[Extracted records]
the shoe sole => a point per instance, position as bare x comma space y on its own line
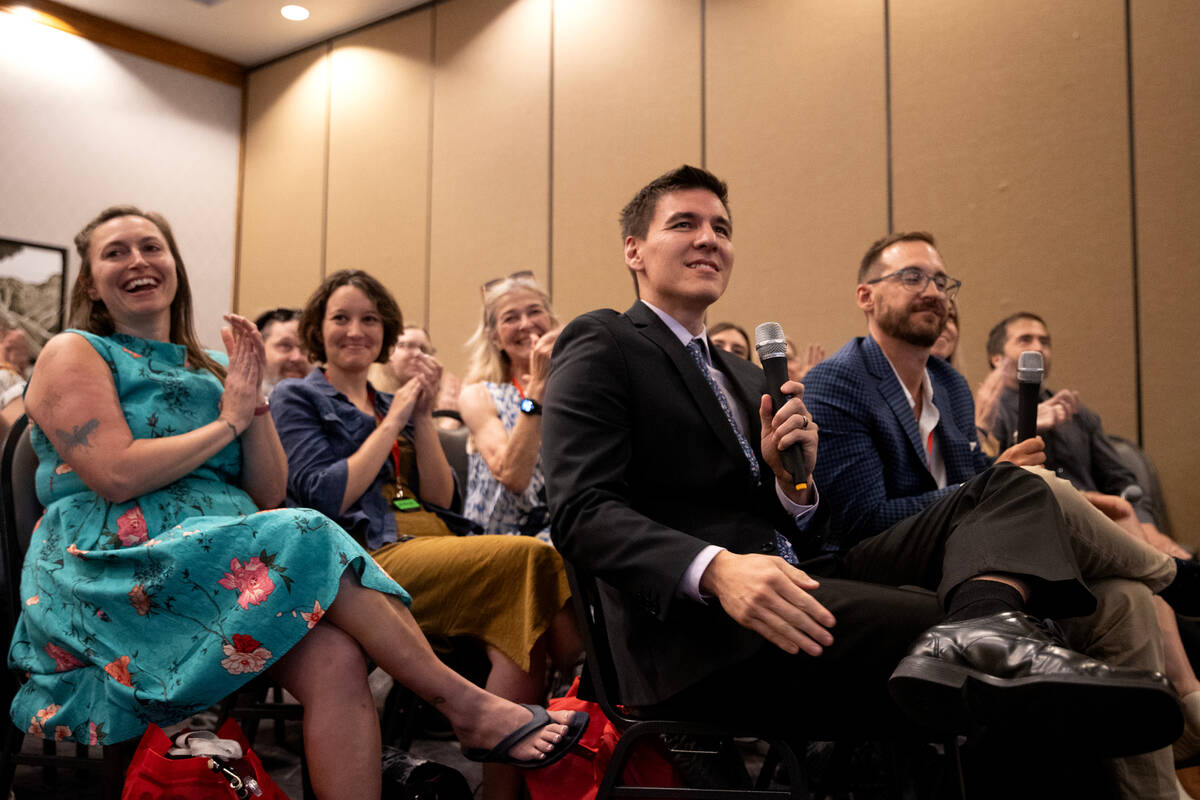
1105, 716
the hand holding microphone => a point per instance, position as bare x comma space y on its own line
1030, 371
772, 348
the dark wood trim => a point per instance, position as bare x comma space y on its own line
130, 40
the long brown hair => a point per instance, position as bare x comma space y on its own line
93, 316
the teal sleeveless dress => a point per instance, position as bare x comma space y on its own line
153, 609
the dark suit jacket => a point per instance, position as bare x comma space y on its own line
871, 467
642, 471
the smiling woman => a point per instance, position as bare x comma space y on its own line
162, 576
502, 405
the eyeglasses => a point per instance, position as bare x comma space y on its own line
521, 275
915, 280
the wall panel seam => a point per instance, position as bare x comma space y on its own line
887, 108
550, 167
703, 84
429, 169
324, 187
1135, 277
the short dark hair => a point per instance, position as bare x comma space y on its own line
873, 253
999, 332
313, 313
275, 316
635, 217
93, 316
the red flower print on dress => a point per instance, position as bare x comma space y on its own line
139, 600
252, 579
119, 671
37, 722
246, 654
63, 660
315, 617
131, 527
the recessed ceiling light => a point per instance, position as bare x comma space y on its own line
295, 13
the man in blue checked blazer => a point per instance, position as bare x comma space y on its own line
666, 485
898, 437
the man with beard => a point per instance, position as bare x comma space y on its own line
286, 356
897, 427
898, 434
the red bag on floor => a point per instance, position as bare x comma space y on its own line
154, 776
577, 775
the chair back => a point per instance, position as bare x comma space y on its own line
601, 668
1146, 475
21, 511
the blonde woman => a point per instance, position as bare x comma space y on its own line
501, 403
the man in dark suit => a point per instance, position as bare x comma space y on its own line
898, 435
666, 482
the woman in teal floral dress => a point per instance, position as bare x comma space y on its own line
154, 585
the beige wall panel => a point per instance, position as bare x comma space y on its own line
627, 109
379, 156
1011, 144
283, 182
796, 125
491, 157
1167, 133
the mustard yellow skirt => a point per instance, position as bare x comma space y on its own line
502, 590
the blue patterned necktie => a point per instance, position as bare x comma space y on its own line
697, 354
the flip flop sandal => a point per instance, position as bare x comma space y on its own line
499, 753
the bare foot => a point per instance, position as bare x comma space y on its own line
496, 719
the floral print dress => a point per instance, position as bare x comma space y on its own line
151, 609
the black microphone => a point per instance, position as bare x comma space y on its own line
1030, 370
1132, 493
772, 348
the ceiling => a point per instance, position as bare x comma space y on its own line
245, 31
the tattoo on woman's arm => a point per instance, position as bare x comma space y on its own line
78, 437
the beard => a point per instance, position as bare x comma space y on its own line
900, 323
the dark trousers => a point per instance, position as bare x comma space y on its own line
886, 591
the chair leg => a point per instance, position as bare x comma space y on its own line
117, 763
13, 739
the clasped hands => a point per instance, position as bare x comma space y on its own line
419, 394
765, 593
244, 376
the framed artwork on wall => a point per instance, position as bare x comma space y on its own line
33, 277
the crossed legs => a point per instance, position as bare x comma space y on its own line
327, 672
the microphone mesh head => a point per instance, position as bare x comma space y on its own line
769, 341
1030, 367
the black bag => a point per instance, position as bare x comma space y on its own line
407, 777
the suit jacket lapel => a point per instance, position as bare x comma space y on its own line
893, 395
653, 329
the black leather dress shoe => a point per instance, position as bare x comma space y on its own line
1011, 674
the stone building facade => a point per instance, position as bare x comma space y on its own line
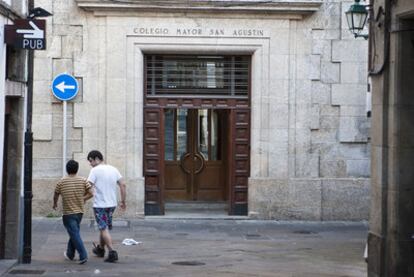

_TASK DETAILS_: Pictures stay out; the records above are otherwise reproduced exactly.

_SOLUTION TO THE EXERCISE_:
the shoe sole => a point per instance, position as bare x comma space y on its own line
1105, 716
the hand holding microphone => a point per instance, position as bare x comma space y on its own line
1030, 371
772, 348
the dark wood trim => a point per instance, position as bare x comma space y on its own line
130, 40
the long brown hair => a point per instance, position as bare x comma space y on its own line
93, 316
the teal sleeveless dress => a point per instance, position as bare x comma space y on its own line
153, 609
the dark suit jacket => a point per instance, position as bare x comma space y on its own line
871, 467
642, 471
the smiling woman => a point per instance, position as bare x comma space y on its own line
162, 576
502, 405
the eyeglasses => a point per instance, position as bare x comma space y on its own line
521, 275
915, 280
the wall panel seam => a point per instance, position as bare x comma space y on its own line
887, 108
550, 167
703, 84
429, 169
324, 187
1135, 277
the short dark hair => a point per instance, position as bare x comma space y on its own line
873, 253
999, 332
313, 313
275, 316
635, 217
93, 316
the red flower print on dress => a point per instance, position as bare x comma space y on its own line
139, 600
252, 579
119, 671
37, 722
246, 654
63, 660
315, 617
131, 527
the recessed ceiling light => a point per instance, position as bare x comma space y on its own line
295, 13
the man in blue checked blazer => a point per instance, position as bare x comma space y on its own line
666, 485
898, 437
the man with beard => a point per instance, position as bare x comma space y on its own line
286, 356
897, 427
898, 434
the red bag on floor => a point per instance, position as bare x comma space y on its own line
154, 776
577, 775
the chair back => a point per instance, position as bare x comma space y on its own line
601, 668
1146, 475
21, 511
the blonde woman => a point per instance, position as bare x comma space y on its own line
501, 403
the man in dark suit => a point per instance, position as bare x comma space y on its own line
898, 435
666, 482
the woman in teal floral dress => a point per instance, position as bare x comma space y on its own line
154, 585
the beige wall panel => a point per instance, position as bare x comma space y on its own line
627, 109
379, 156
1011, 144
283, 182
796, 125
491, 157
1167, 133
the mustard yellow skirt => a point per instance, position as bare x comma space y on its own line
502, 590
the blue patterned necktie => a point per instance, position as bare x comma space y on its own line
697, 354
the flip flop sandal => a point per instance, position as bare x comma space y on its own line
499, 753
the bare foot => a point per instance, position as bare x comma space y on its own line
496, 719
the floral print dress => a point per instance, position as bare x comma space y on its own line
151, 609
the black microphone => a point per instance, position as bare x comma space y on its own line
1030, 370
1132, 493
772, 348
the ceiling => a point per instance, position as bare x comma space y on its own line
245, 31
the tattoo on woman's arm => a point per instance, position as bare x comma space y on its own line
78, 437
the beard => a point per instance, position as bare x comma space y on its own line
900, 323
the dark trousers => a point per instance, position as bare x comma space y on its own line
886, 591
the chair leg => a point per instance, position as bare x comma space y on its own line
117, 763
13, 739
the clasped hands => a point per instance, position as bare x comma space y on its own line
419, 394
765, 593
244, 376
the framed artwork on wall => a point per instance, position as bare x comma space y on its own line
33, 277
the crossed legs => a point per instance, position as bare x comma space y on its own line
327, 672
the microphone mesh head => a point per instance, position as bare x comma space y on its own line
769, 341
1030, 367
the black bag => a point per instance, position as bare x comma space y on its own line
407, 777
the suit jacket lapel => a point per instance, position as bare x comma space y on its own line
893, 395
653, 329
the black leather dress shoe => a point per instance, position as bare x comma space y on its own line
1011, 674
the stone building facade => a point per instance, position as bare x comma space y on its own line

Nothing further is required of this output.